* **TEXTE CITÉ**
2.2L’auteur a été appréhendé le 17 juin 2016 à l’aéroport international de Kharkiv, en Ukraine, sur le fondement d’un mandat de recherche de l’Organisation internationale de police criminelle (INTERPOL) émis par la Fédération de Russie. Il a été placé en détention à la prison no 27 de Kharkiv. Sa détention aux fins d’extradition a été autorisée par le tribunal du district Kominternivsky de Kharkiv le 17 juin 2016 et prolongée par des décisions du tribunal du district Zhovtnevyi en date du 22 juillet et du 21 septembre 2016. Le 15 juillet 2016, le Bureau du Procureur général de la Fédération de Russie a demandé l’extradition de l’auteur. Les documents annexés à la demande d’extradition indiquent que l’auteur a quitté la Géorgie vers novembre 2014 et qu’il s’est rendu en République arabe syrienne, où il a intégré un groupe armé illégal, « État islamique », et participé à des attaques militaires menées par ce groupe. Le 13 octobre 2016, le Bureau du Procureur général d’Ukraine a décidé d’extrader l’auteur vers la Fédération de Russie.

2.3Le 21 octobre 2016, l’auteur a formé un recours contre la décision d’extradition du 13 octobre 2016 devant le tribunal du district Zhovtnevyi. Il affirmait que, le 31 août 2016, il avait présenté une demande d’asile au Service national des migrations de l’Ukraine. Le 23 septembre 2016, le Service national des migrations l’a informé, par voie de lettre, que sa demande avait été transmise à la Direction générale du Service des migrations de l’État dans la région de Kharkiv pour traitement. Selon l’auteur, la loi n’autorisait pas le Bureau du Procureur général à autoriser son extradition alors que sa demande d’asile était en cours d’examen par le Service national des migrations. Le recours de l’auteur a été rejeté par le tribunal du district Zhovtnevyi le 31 octobre 2016. Le tribunal a constaté que l’auteur avait été informé par une lettre, reçue contre signature le 4 octobre 2016, que sa demande d’asile avait été rejetée le 28 septembre 2016. L’auteur n’a pas fait appel de la décision du Service national des migrations, de sorte que rien ne s’opposait à ce que le Bureau du Procureur général délivre, le 13 octobre 2016, une autorisation d’extradition. Le recours formé le 4 novembre 2016 auprès de la cour d’appel régionale de Kharkiv a été rejeté le 10 novembre 2016. La cour a constaté, entre autres choses, que la demande d’extradition adressée par le Bureau du Procureur général de la Fédération de Russie, datée du 15 juillet 2016, comportait des assurances selon lesquelles l’extradition ne visait pas à persécuter l’auteur pour des motifs politiques ou religieux ou en raison de sa nationalité ou de sa race, l’auteur disposerait de tous les moyens nécessaires à sa défense, y compris des services d’un avocat, il ne serait pas soumis à la torture ni à des peines ou traitements inhumains ou dégradants, et il ne serait poursuivi que pour les seuls motifs pour lesquels son extradition avait été demandée.

* **OBJECTIFS**
1. Réécrivez les lignes de données ci-dessous en CSV à deux colonnes, « demande » et « reponse », à raison d'une ligne par demande : son texte et sa réponse, chacun dans un seul champ entre guillemets, les sauts de ligne remplacés par des espaces. Laissez les images de côté.
2. Prolongez le texte ci-dessus sur l'extradition de l'auteur vers la Fédération de Russie, à partir de l'endroit où il s'arrête.

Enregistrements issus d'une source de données
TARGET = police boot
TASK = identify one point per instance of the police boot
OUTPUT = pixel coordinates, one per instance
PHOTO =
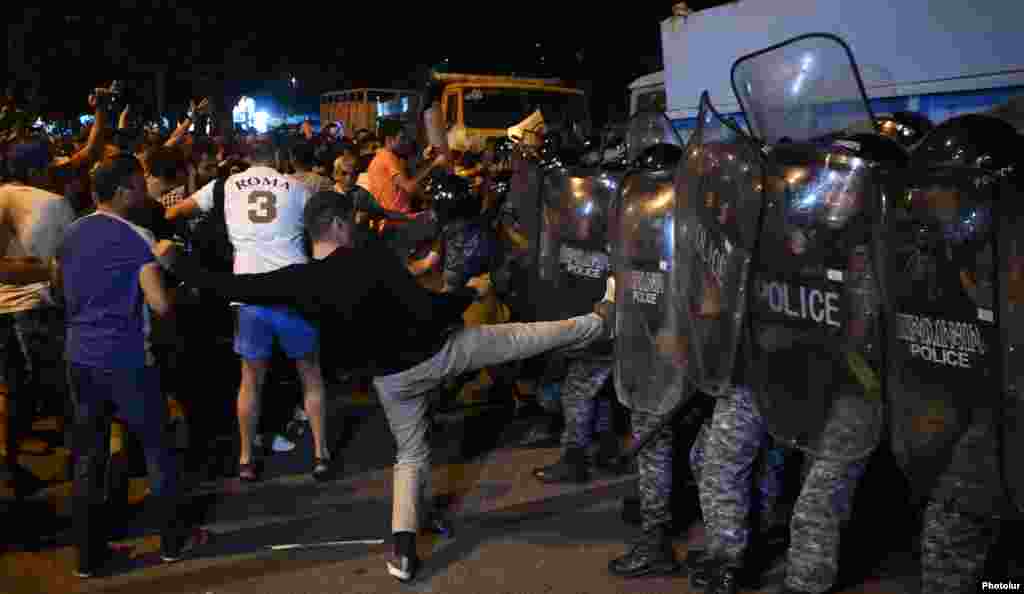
(608, 455)
(723, 579)
(571, 468)
(698, 564)
(651, 554)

* **RÉPONSES PAR TÂCHE**
1.
demande,reponse
"TARGET = police boot TASK = identify one point per instance of the police boot OUTPUT = pixel coordinates, one per instance PHOTO =","(608, 455) (723, 579) (571, 468) (698, 564) (651, 554)"

2.
2.4Le 19 octobre 2016, l’auteur a déposé une deuxième demande d’asile auprès du Service national des migrations. Dans sa demande, il affirmait qu’il n’avait pas commis les infractions dont il était accusé et que les poursuites étaient fondées sur des motifs d’ordre ethnique et religieux. D’origine ethnique ingouche, il vivait en Ossétie du Nord et est un musulman pratiquant. Il affirmait qu’en 2014, il avait été détenu à plusieurs reprises par le Service fédéral de sécurité pendant un à deux jours. Il a été battu et parfois torturé à l’électricité. Ces faits n’ont jamais été consignés. L’auteur indiquait qu’il était célibataire et n’avait pas d’enfants. Il soutenait que s’il était extradé vers la Fédération de Russie, il serait torturé pour des infractions qu’il n’avait pas commises.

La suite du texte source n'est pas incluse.